#### Exercise input ####
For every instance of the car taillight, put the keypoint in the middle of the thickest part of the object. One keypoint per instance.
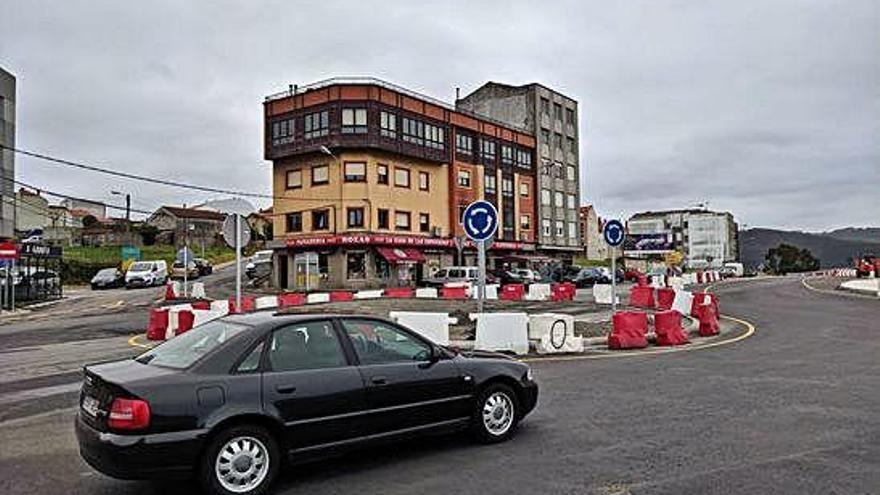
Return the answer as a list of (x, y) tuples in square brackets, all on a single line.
[(129, 414)]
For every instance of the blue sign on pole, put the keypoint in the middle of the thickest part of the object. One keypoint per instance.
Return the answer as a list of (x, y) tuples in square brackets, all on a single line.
[(480, 220), (614, 233)]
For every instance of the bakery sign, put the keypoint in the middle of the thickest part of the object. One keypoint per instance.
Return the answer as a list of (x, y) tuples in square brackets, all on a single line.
[(396, 240)]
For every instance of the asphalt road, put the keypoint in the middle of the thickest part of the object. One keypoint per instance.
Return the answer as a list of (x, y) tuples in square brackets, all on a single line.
[(793, 409)]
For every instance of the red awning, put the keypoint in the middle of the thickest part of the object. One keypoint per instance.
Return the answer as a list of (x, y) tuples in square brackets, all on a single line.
[(401, 255)]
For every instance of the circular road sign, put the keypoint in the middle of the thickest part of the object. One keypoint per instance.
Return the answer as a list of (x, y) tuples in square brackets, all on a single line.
[(480, 220), (229, 230), (613, 233)]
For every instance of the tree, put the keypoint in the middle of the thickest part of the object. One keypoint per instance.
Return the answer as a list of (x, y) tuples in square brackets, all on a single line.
[(786, 258)]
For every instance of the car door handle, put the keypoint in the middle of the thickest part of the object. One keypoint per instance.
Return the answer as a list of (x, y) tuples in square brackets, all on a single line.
[(285, 389)]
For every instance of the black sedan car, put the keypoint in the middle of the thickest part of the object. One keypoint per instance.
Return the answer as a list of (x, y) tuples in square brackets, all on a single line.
[(231, 401), (107, 278)]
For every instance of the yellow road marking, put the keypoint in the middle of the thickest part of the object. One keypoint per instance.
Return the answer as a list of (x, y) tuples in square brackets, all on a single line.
[(750, 330)]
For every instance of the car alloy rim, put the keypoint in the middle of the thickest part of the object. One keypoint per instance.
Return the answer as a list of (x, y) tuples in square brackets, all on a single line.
[(242, 464), (498, 413)]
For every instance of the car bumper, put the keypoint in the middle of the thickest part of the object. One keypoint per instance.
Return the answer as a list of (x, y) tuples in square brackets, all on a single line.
[(139, 456)]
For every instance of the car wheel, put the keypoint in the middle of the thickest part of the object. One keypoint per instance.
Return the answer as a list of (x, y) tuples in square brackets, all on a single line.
[(496, 414), (240, 460)]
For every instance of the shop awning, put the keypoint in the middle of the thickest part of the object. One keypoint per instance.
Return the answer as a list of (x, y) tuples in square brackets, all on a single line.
[(401, 255)]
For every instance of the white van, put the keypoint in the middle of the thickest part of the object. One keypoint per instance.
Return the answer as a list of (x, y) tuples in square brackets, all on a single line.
[(146, 273)]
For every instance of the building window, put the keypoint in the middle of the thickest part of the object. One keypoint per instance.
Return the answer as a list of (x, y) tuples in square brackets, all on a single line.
[(413, 131), (487, 149), (293, 222), (490, 183), (506, 186), (356, 218), (401, 177), (506, 154), (401, 220), (388, 124), (545, 197), (356, 265), (382, 218), (320, 219), (464, 144), (320, 175), (524, 159), (317, 124), (294, 179), (355, 172), (435, 137), (354, 120), (282, 132)]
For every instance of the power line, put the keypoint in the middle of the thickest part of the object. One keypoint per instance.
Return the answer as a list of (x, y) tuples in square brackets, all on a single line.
[(164, 182)]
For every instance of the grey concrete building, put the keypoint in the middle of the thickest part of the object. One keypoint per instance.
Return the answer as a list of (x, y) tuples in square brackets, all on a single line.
[(7, 158), (553, 119)]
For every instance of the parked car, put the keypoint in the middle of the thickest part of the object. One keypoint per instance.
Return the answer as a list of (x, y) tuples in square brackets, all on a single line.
[(107, 278), (192, 270), (232, 400), (146, 273), (204, 266), (259, 264)]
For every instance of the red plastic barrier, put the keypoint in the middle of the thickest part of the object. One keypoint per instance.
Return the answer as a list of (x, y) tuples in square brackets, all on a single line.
[(628, 330), (341, 295), (185, 321), (641, 297), (158, 324), (248, 303), (512, 292), (201, 304), (169, 292), (399, 292), (453, 292), (708, 321), (665, 298), (291, 299), (667, 325)]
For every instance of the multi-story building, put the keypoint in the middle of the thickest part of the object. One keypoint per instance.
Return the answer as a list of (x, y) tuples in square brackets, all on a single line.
[(553, 119), (707, 239), (370, 181), (7, 157)]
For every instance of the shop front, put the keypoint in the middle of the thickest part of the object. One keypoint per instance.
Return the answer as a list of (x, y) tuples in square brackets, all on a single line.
[(367, 261)]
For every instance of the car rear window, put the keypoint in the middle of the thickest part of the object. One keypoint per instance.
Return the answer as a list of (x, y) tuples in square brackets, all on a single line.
[(184, 350)]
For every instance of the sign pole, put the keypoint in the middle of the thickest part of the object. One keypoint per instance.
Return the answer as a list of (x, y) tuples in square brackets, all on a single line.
[(238, 263)]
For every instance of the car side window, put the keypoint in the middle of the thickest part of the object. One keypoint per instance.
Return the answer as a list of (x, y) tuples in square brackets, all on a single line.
[(376, 342), (305, 346)]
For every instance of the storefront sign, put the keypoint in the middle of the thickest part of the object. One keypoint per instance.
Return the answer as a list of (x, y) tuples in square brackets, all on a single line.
[(398, 240)]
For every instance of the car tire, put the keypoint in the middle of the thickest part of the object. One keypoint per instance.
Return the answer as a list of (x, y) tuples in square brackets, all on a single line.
[(496, 414), (255, 443)]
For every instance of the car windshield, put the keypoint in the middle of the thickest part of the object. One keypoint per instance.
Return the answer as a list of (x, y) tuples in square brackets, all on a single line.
[(184, 350), (141, 267)]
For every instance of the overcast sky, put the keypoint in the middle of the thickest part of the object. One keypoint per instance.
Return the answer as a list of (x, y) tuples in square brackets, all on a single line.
[(768, 109)]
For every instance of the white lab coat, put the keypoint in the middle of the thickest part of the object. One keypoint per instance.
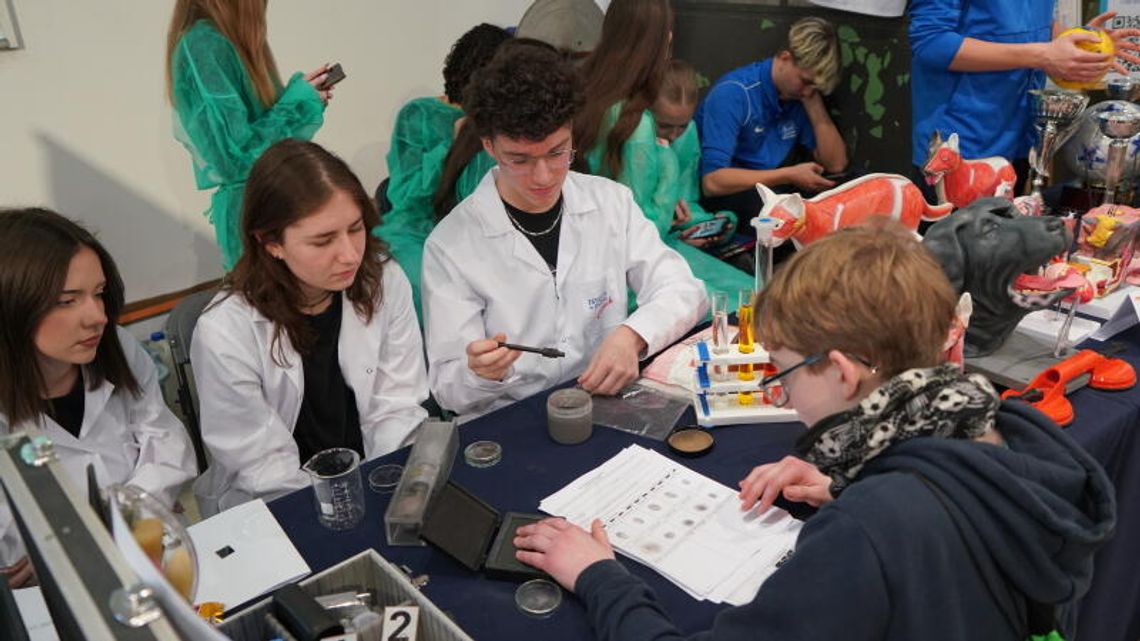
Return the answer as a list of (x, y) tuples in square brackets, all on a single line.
[(481, 276), (250, 404), (129, 439)]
####
◆ **Your instructions**: Reproduce all of the material above, switching "thickest part" to "widest part" everywhere it occurs and leaving everything else unchanged. Omit the pictures from your answer.

◆ **Result of the exercise**:
For every instance of the car taillight, put the keypoint in the middle of the widest part of the object. One keypoint per instance.
Return the answer as a list of (x, y) tuples in square brackets, all on a single line.
[(129, 414)]
For every instance of the blue sign on pole, put the keypoint in the middle of the widest part of the object. One keypoint per instance.
Return the answer as a list of (x, y) tuples in square brackets, all on a single line.
[(480, 220), (614, 233)]
For every instance of the bakery sign, put the keypoint in the middle of the widest part of the object. One keypoint per instance.
Return the answer as a list of (x, y) tuples in square brackets, all on a single line.
[(396, 240)]
For every instance of the asphalt road, put the keypoint in the middle of the widest part of the object. One keypoint per instance.
Return the answer as a list of (x, y) tuples in square brackets, all on a single line.
[(793, 409)]
For every instance of the red awning, put the keypoint in the middle of the widest part of the object. One keypoint per instance.
Return the answer as a list of (x, y) tuples in square brackets, all on a single line.
[(401, 255)]
For every instance of the circular road sign, put the keypoint in the middle of the widest part of the object. One keypoint per instance.
Return the answer as a list of (x, y) tuples in square brackets, all on a single line.
[(480, 220), (229, 230), (613, 233)]
For every instance of the tree, put the keypoint in the middle of the widest part of the object. One keypoint per instance.
Return the answer as a list of (x, y) tuples in square brackets, all on a single line.
[(786, 258)]
For every instance of the car door handle, put the keypoint in the middle of the widest part of the object. One keypoint per instance.
Return the answer as a list of (x, y) tuples in square brackets, all on a single line.
[(285, 389)]
For every instance of the black sedan car, put the keypoint in the middle of the widest part of the object. One keypoint per instance.
Return the answer as a list of (x, y) tuples in square brackets, all on a single line.
[(231, 401), (107, 278)]
For every instance of the yellow road marking, put the keypoint in the middle of the widest part of the object. One keypoint per instance.
Return the answer as a list of (x, y) tuples in square brackets, all on a single line.
[(750, 330)]
For every instance of the car alloy rim, put the keypoint in the middle of the widest part of the object. One keypoint per instance.
Return the answer as a list of (x, y) tuples in square brackets, all on a single line.
[(242, 464), (498, 413)]
For every instance of the car bumper, put the keypoint in the middle of the widest part of the object. One keypoint per instance.
Return the answer as a list of (x, y) tuples in square brackets, all on a single line.
[(139, 456)]
For every instance of the car wheel, put the keypoint in the middle of the widest part of the object. One keypoint per instance.
Return the answer as a list of (x, y) tuples in square brackets, all on a single line.
[(496, 414), (240, 460)]
For every instance of the shop awning, put the keypoint in the middle of the widest part of the object. One keypoint per instance.
Return the answer as a list of (x, y) tuples in square brackets, all on a single line.
[(401, 255)]
For every instance of the white van, put the keypoint in the middle of the widest part of the object. One keypoint per instance.
Return the answer as a list of (x, y) tuples in square brackets, all on a single line.
[(146, 273)]
For every instance of the building window, put the keypoint in the middle of the widest part of the object. One keypoint per instance.
Return the answer as a list of (x, y) tuples in square brackets, all on a single line.
[(413, 131), (487, 149), (293, 222), (490, 183), (506, 186), (356, 218), (401, 177), (506, 154), (401, 220), (388, 124), (545, 197), (356, 265), (382, 218), (320, 219), (464, 144), (320, 175), (524, 159), (317, 124), (294, 179), (355, 172), (435, 137), (354, 120), (282, 132)]
For every instance of the power line, put the keypoint in the middle of the widest part of the object. One keypoint per instance.
Return the answer as a list of (x, y) tuples in square brackets, all on a single line.
[(164, 182)]
For every instance of the grey concrete building, put the keypoint in the middle of the widest part of the object. One keypoint per instance.
Return the answer as a list of (x, y) tuples in square brackets, all on a single line.
[(7, 158), (553, 119)]
For every instance of the parked car, put the keypoint in the middle of the widest part of the object. One keypoint per instance.
Return the answer as a list of (x, y) tuples in square brackets, all on a single line.
[(107, 278), (192, 270), (232, 400), (146, 273), (204, 266), (259, 264)]
For every instance of the red plastic barrier, put the keypoint in the middle of the widest part of the object. One keypoint per instance.
Return the answer as a list of (x, y) tuples in square brackets, all on a single line.
[(628, 330), (341, 295), (185, 321), (641, 297), (158, 324), (248, 303), (512, 292), (201, 304), (169, 292), (399, 292), (453, 292), (708, 321), (665, 298), (291, 299), (667, 325)]
For every instance of the multi-story building, put the keypoint in the middle of the widest part of the object. One keypoint per instance.
Return the answer as a list of (x, y) tuples in square brackets, all on a single line.
[(553, 119), (707, 239), (370, 181), (7, 157)]
For every instance of the shop front, put the keypoint in the middle of the widest part of the object. One keypoint per instance.
Return the answer as a list of (x, y) tuples in square brackets, all on a single line.
[(367, 261)]
For every instance of the car rear window, put the keypoint in the middle of the widest part of the object. One keypoint per instance.
Return the answer as a list of (x, y) tuples in square brackets, all on a single line.
[(184, 350)]
For every instance of the sign pole, put the keypoint in the middle of the widest part of the object. One keypoint per instance.
Return the answer as a list of (x, y) tuples in square brackets, all on a single line.
[(238, 263)]
For every instance of the car side window, put the keypoint in the middle of the widest part of the object. One keypoint per instance.
Return the answer as a list of (x, y) tuples in square brackets, all on a single line.
[(376, 342), (305, 346)]
For every instance of the storefront sign, put the keypoint in the middle of the widest part of the object. One keypoint per instance.
Return the answer as a list of (x, y) tuples in square brackets, all on a single line.
[(398, 240)]
For every instance of the car tire, put the keypoint in the middle of the widest part of the object. One keypoint per instance.
Return the answer as a list of (x, y) tuples in square brackets, all on a single line.
[(496, 414), (255, 443)]
For every instance of the car windshield, put the keypoint in the middle of the widest part of the object. One keypoint per instance.
Return the answer as a list of (x, y) tuples in square brackets, all on a single line.
[(184, 350), (141, 267)]
For every instance of the overcast sky, put the keypoint in the middle of the widest part of the object. One keypoint per instance.
Return the answer as a list of (x, y) tuples in square brackets, all on a single line.
[(768, 109)]
For every instance of the white lab coat, put the keypoint in the middle of the widest part of the object. One keypoint per instance.
Return the answer as a list of (x, y) tuples in square brackets, all on a single line.
[(481, 276), (250, 404), (129, 439)]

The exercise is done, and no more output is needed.